> [Passage donné]:
((

Le monde le plus fou
Kleinman souligne le décalage qu’il a pu observer entre le tournage avec les patients au sein même de l’hôpital et l’extérieur. Il a été frappé par le contraste ironique entre ces deux mondes. « Souvent, j’ai eu l’impression que les rues bondées et bruyantes de Tel-Aviv, avec tous ces gens collés à leurs téléphones, étaient un monde de fous bien plus étrange et dans lequel il est plus difficile encore de vivre que dans celui de l’hôpital. Abarbanel me semblait être un havre de paix, une sorte de lieu touché par la grâce, où les gens pouvaient être ce qu’ils sont. »
Alors que les protagonistes du film passaient par toutes les étapes difficiles qui jalonnaient leur périple vers la réalisation de leurs rêves, Kleinman s’est surpris à s’identifier à leur lutte. « Nous partageons tous le même désir : celui d’essayer de faire quelque chose que nous n’avons encore jamais réalisé, et nous sommes tous confrontés à la même peur d’essayer. On oscille alors entre le désir de faire et la crainte. Dans le cas de quelqu’un comme Igor, c’est peut-être un peu plus extrême. Il passe de moments de désespoir intenses à d’autres, où il se sent le roi du monde. »
Filmer les déclassés avec humanité
Kleinman et Glass n’en sont pas à leur premier film. Ils ont déjà réalisé plusieurs documentaires et partagent le même intérêt pour les sujets marginaux, et les déclassés. Ils se sont déjà penchés sur le sujet de l’autisme, ont mis en scène les acteurs juifs et arabes d’un cirque, des enfants des rues et des personnes atteintes du syndrome de Down (trisomie). Malgré ces expériences, Glass avoue qu’avant de travailler sur Makhlaka Ptouha, il ne connaissait pas grand-chose à la maladie mentale et n’avait encore jamais approché de schizophrènes. « Je reconnais que je les ai regardés d’abord comme des barjots. Mais, en travaillant avec eux, j’ai appris à les connaître. Et en découvrant leur force, leur énergie et leurs talents, ils sont presque devenus comme tout le monde pour moi, c’est-à-dire des personnes normales, tout simplement atteintes d’une maladie, comme n’importe quelle autre. »
Quand Glass et Kleinman ont commencé à travailler sur le film, il y a plus de trois ans, ils ont autofinancé le tournage, comme sont souvent contraints de le faire les cinéastes indépendants, avec l’espoir d’obtenir rapidement l’appui financier d’une chaîne de télévision israélienne. Pendant longtemps, ils n’ont pas trouvé preneur. « On s’est rendu compte que nos sociétés ne veulent pas voir les malades mentaux et préfèrent qu’ils restent enfermés là où ils sont », explique Kleinman. « Mais le bon côté du manque d’argent, c’est que sans budget pour pouvoir commencer le montage pendant qu’on filmait, on a dû se concentrer uniquement sur le tournage. De ce fait, on a accumulé bien plus de matière intéressante. »

))

Enregistrements d'une collecte de données:
((

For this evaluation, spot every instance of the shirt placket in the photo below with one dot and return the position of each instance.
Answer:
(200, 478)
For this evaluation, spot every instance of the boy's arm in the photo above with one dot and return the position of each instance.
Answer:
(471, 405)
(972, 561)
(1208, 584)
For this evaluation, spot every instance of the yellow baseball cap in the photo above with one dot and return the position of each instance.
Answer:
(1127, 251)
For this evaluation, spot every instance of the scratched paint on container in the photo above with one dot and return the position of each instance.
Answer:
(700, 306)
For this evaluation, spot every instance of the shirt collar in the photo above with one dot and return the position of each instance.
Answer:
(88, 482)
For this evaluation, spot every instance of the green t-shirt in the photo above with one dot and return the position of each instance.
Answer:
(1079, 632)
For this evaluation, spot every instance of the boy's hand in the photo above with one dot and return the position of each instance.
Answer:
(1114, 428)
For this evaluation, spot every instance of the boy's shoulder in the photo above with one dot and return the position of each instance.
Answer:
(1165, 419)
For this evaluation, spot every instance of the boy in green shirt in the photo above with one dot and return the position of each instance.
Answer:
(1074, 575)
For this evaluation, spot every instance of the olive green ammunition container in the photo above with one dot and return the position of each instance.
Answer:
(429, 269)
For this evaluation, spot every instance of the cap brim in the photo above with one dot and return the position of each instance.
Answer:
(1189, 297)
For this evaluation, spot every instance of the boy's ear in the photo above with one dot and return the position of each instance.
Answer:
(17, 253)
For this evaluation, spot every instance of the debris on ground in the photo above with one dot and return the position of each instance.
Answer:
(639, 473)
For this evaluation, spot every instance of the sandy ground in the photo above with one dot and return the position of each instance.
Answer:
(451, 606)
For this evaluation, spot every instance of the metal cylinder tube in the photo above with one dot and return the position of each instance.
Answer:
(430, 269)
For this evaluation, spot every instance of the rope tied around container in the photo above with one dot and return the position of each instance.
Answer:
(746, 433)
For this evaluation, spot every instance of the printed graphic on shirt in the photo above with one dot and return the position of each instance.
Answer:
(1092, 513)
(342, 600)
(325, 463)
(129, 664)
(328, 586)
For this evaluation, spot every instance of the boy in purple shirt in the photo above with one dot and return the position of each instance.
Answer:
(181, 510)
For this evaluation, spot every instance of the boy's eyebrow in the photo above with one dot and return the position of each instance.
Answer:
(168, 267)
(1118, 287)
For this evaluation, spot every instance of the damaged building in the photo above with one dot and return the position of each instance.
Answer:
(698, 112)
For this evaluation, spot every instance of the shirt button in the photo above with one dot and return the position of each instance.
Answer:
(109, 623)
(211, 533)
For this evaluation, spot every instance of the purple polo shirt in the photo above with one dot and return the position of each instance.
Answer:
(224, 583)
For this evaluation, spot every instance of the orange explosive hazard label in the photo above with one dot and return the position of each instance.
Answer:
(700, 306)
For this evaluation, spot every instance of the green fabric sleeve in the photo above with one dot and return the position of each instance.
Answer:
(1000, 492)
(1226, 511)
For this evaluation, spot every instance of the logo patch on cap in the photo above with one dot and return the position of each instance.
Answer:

))

> [Consigne A]:
Dans le passage sur le documentaire de Glass et Kleinman, comment les deux cinéastes ont-ils payé le tournage au départ ?
> [Consigne B]:
Prolongez le passage sur le documentaire de Glass et Kleinman à partir de sa dernière phrase.
Vous n'avez pas besoin des enregistrements.

> [Résultat A]:
Ils l'ont autofinancé.

> [Résultat B]:
Finalement, le producteur israélien Yahaly Gat s’est intéressé au projet et a trouvé auprès de la première chaîne de l’Autorité israélienne de radiodiffusion les financements nécessaires pour boucler la réalisation.
Une histoire universelle
« On avait là de quoi tenir le public en haleine, avec des histoires personnelles fortes et une grande charge émotive », explique Yahaly Gat, et c’est pour cela que la première chaîne et lui-même ont été attirés par ce projet. En plus de toucher le public, Makhlaka Ptouha est maintenant utilisé par Abarbanel et d’autres établissements psychiatriques, au cours de séances de formation, comme un support pédagogique. « La production de ce film aurait pu se faire différemment, mais on l’aurait tous regretté finalement », explique Nati Ardan, rappelant les longues discussions avec le personnel de l’hôpital pour décider si oui ou non c’était une bonne chose que ce tournage ait lieu. Ardan ne regrette pas une seconde d’avoir accepté l’offre de Glass et Kleinman. Elle confie que le processus de ce travail lui a offert de pouvoir découvrir des péripéties de la vie de ces patients, de manière plus profonde et plus intime, ce qui n’aurait pas été possible autrement.
« Peu à peu, j’ai appris de plus en plus de choses sur eux et ça m’a permis de les apprécier davantage et de les voir sous un jour », dit-elle. « Je n’aurais jamais su qu’Avner savait chanter et j’ai été émue par ce que Farchi m’a raconté sur ses années passées à mendier. Il m’a confié qu’il se levait tôt le matin pour s’habiller et se laver, comme s’il allait travailler. Depuis, je vois les sans-abri différemment. Il faut être reconnaissant de ce que l’on a et ne pas juger les autres pour les besoins qu’ils peuvent avoir à un moment donné de leur histoire. »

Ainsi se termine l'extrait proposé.